Data items
* begin *
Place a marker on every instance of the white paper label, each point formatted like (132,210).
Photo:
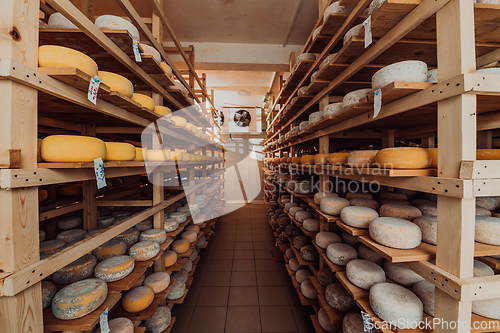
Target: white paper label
(137,54)
(368,31)
(104,322)
(377,102)
(99,173)
(93,89)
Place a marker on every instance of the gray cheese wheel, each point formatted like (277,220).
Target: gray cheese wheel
(393,303)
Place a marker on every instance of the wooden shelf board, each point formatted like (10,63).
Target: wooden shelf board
(86,323)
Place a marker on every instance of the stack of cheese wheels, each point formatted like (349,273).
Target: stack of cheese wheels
(60,56)
(138,299)
(79,299)
(72,148)
(403,158)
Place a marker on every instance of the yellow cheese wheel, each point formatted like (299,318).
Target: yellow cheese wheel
(433,154)
(157,155)
(488,154)
(138,299)
(146,101)
(117,83)
(362,158)
(120,151)
(338,158)
(79,299)
(403,158)
(59,56)
(162,110)
(72,148)
(170,258)
(307,159)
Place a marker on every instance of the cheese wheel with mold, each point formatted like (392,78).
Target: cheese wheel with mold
(145,250)
(138,299)
(338,298)
(487,230)
(158,281)
(79,299)
(358,217)
(333,205)
(340,253)
(111,248)
(395,233)
(155,235)
(78,270)
(180,246)
(364,274)
(400,211)
(114,268)
(401,274)
(428,226)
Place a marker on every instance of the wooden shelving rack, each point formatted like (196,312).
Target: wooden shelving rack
(461,111)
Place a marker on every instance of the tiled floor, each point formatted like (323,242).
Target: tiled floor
(238,287)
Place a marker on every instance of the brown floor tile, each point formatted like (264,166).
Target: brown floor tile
(208,320)
(243,296)
(243,319)
(213,296)
(277,319)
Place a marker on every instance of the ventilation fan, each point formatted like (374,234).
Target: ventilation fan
* end *
◆ Stated goal
Copy out, word for word, the part of the data that opens with the line containing "Place a marker on every instance of the tiled" and runs through the end of the data.

◆ Exercise answer
Place a marker on every instance of the tiled floor, each point formatted like (323,242).
Target: tiled floor
(238,287)
Place a marker on every instance of the brown floor tile, each point formatted like (264,166).
Target: brown floor tile
(208,320)
(243,296)
(243,319)
(213,296)
(277,319)
Place a marker on every instance of the ventilation fan, each point formatted like (374,234).
Target: ventilation fan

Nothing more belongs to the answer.